WHAT YOU NEED TO DO >>
Please update the records below so that each "integer pixel coordinates" becomes "whole-number pixel coordinates", and leave everything else unchanged.

SUPPLIED RECORDS >>
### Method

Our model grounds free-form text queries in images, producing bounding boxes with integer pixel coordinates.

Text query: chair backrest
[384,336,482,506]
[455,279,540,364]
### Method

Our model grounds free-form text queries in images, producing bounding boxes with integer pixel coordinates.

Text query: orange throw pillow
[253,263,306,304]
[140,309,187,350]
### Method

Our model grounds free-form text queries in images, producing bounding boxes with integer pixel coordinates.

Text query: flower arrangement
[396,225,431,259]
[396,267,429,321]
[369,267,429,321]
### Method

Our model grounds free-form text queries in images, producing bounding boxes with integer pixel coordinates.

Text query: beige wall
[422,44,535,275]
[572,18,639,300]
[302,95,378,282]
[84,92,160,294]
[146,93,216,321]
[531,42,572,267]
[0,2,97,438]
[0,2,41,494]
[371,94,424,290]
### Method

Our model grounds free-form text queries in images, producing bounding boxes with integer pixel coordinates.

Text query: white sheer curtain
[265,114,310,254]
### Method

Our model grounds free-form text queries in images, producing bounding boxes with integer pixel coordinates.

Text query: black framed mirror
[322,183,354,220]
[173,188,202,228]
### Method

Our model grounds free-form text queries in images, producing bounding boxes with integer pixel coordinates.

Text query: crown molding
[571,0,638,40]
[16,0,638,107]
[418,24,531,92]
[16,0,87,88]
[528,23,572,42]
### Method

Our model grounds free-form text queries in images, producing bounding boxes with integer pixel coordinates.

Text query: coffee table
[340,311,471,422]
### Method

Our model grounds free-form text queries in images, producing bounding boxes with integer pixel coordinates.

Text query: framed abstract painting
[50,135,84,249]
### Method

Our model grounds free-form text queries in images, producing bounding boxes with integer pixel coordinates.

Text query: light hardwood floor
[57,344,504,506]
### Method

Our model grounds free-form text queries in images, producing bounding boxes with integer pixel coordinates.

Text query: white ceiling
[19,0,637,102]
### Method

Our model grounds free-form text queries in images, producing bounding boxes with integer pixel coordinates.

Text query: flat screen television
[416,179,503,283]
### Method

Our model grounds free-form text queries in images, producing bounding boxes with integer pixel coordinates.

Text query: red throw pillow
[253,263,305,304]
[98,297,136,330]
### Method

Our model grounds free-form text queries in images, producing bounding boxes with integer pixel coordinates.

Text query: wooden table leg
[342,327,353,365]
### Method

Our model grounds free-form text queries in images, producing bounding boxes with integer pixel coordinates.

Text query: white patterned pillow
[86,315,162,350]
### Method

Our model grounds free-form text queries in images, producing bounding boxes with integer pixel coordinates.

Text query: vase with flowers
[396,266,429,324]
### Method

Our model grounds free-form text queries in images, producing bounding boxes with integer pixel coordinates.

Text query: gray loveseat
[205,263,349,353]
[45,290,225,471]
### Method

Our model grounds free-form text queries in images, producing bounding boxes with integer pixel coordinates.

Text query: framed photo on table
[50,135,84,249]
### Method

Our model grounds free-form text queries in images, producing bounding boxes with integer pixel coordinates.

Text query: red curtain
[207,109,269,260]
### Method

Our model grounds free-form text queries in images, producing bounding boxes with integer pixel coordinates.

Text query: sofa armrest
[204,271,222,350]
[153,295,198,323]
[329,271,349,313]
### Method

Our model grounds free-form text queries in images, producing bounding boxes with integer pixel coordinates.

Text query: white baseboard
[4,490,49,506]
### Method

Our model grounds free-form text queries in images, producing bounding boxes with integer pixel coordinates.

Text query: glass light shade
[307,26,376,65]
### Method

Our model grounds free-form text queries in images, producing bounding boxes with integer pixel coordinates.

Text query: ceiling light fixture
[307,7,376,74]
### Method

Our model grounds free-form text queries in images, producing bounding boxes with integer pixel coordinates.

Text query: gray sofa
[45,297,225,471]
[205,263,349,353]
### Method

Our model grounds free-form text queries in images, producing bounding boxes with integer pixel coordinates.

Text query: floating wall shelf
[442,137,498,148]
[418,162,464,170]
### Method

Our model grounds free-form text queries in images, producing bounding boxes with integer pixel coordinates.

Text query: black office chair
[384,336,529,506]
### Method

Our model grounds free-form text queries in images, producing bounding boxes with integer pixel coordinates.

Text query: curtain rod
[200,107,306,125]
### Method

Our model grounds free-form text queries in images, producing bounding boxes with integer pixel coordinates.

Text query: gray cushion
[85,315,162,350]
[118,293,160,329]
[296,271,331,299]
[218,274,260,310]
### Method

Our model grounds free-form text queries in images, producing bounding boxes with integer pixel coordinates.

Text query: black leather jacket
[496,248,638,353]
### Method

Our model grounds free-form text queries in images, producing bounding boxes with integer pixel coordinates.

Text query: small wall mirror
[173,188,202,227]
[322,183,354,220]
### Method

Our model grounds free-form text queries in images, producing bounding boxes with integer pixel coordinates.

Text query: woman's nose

RESPONSE TO THE EXERCISE >>
### Method

Our model grounds free-form text queries in images, producing bounding boxes with whole-number pixel coordinates.

Text query: chair backrest
[384,336,482,506]
[455,279,540,364]
### Method

Our model grounds free-form text queries in images, producing bounding boxes with whole-number pixel coordinates.

Text query: orange throw pillow
[253,263,306,304]
[140,309,187,350]
### Method

Our model grounds free-form text queries in images, producing bounding boxes with whole-number pixel coordinates.

Text query: flower arrangement
[396,225,431,259]
[396,267,429,321]
[369,267,429,321]
### Method

Our model grounds free-form text queries in images, producing bounding boxes with whole-number pixel coordinates.

Text query: beige wall
[422,44,535,275]
[572,18,639,300]
[302,95,378,282]
[84,92,160,294]
[146,93,216,321]
[531,42,572,267]
[0,2,97,438]
[0,2,41,494]
[371,94,424,290]
### Method

Our model grounds free-form text queries in images, producing bounding boxes with whole-number pixel coordinates.

Text query: white sheer curtain
[265,114,310,254]
### Method

Our model grounds free-form text queries in images, producing bounding boxes with whole-number pixel coordinates.

Text query: black framed mirror
[322,183,354,220]
[173,188,202,228]
### Method

Our model grounds free-form text queries in images, producing bounding boxes with whole-number pixel coordinates.

Text query: crown molding
[571,0,638,40]
[16,0,638,107]
[418,24,531,92]
[16,0,87,88]
[528,23,572,42]
### Method

Our model grounds free-form text queries in images, producing bounding boxes with whole-number pixel coordinates.

Text query: coffee table
[340,311,471,422]
### Method

Our model grounds free-form text queries in images, producing bounding boxes with whole-number pixel coordinates.

Text query: framed abstract painting
[50,135,84,249]
### Method

Our model grounds free-form text queries in images, producing bounding boxes with whole-number pixel coordinates.

Text query: light hardwood floor
[57,344,504,506]
### Method

Our model grounds free-form text queries in images, producing bounding boxes with whole-number pixel coordinates.

Text query: white ceiling
[19,0,637,102]
### Method

Our model grounds free-form text queries in images, producing bounding boxes with whole-number pixel coordinates.

Text query: flat screen television
[416,179,503,283]
### Method

Our model grounds free-form text queries in images, producing bounding boxes with whole-number pixel coordinates.

Text query: red throw pillow
[253,263,305,304]
[98,297,136,330]
### Method

Our model grounds free-form text queries in images, producing bounding boxes with whole-number pixel coordinates.

Text query: wooden table leg
[342,327,353,365]
### Method

Our model grounds free-form text queries in images, producing bounding boxes with whole-number pixel coordinates.

Text query: white patterned pillow
[86,315,162,350]
### Method

Our model grounds free-form text queries in images, producing bounding boxes with whole-number pixel coordinates.

Text query: vase with flowers
[396,266,429,324]
### Method

Our model grounds free-form text queries in images, producing bounding boxes with whole-number pixel coordinates.

Text query: gray loveseat
[205,263,349,353]
[45,290,225,471]
### Method

Our model grounds free-form text queries in images, producing bounding boxes with whole-number pixel coordinates.

Text query: framed photo on table
[50,135,84,249]
### Method

Our model grounds free-form text queries in images, producing bounding boxes with whole-number pixel coordinates.

Text query: red curtain
[207,109,269,260]
### Method

Our model grounds free-form text queries in images, producing bounding boxes with whole-number pixel coordinates.

Text query: sofa armrest
[204,271,222,350]
[153,295,198,323]
[329,271,349,313]
### Method

Our model grounds free-form text queries in images, producing bounding boxes with whole-number pixel coordinates.

Text query: white baseboard
[4,490,49,506]
### Method

Our model grounds free-form text queries in images, producing bounding boxes with whole-number pixel coordinates.

Text query: glass light shade
[307,26,376,65]
### Method

Our model grounds free-form text queries in images, producing bounding boxes with whole-number pixel coordinates.

Text query: ceiling light fixture
[307,7,376,74]
### Method

Our model grounds free-form text queries in images, producing bounding boxes with whole-number pixel coordinates.

Text query: gray sofa
[45,297,225,471]
[205,263,349,353]
### Method

Our model grounds free-form text queries in images, producing bounding boxes with whole-number pixel coordinates.

Text query: floating wall shelf
[442,137,498,148]
[418,162,464,170]
### Method

Our model grounds free-form text queries in images, producing bounding boxes with whole-number pixel coordinates.

Text query: black office chair
[384,336,529,506]
### Method

Our model grounds free-form text queries in images, producing bounding boxes with whole-number pixel coordinates.

Text query: curtain rod
[200,107,306,125]
### Method

Our model grounds free-form text queries in images, producing bounding boxes with whole-number pixel coordinates.

Text query: gray cushion
[85,315,162,350]
[118,293,160,329]
[296,271,331,299]
[218,274,260,310]
### Method

Our model grounds free-form text queries in images, producing bounding boxes with whole-number pixel coordinates.

Text query: black leather jacket
[496,248,638,353]
### Method

Our model grounds free-form text queries in images, producing bounding boxes with whole-number pixel coordinates.

Text query: small wall mirror
[173,188,202,227]
[322,183,354,220]
### Method

Our model grounds free-form text queries in images, producing bounding boxes with whole-number pixel coordinates.

Text query: woman's nose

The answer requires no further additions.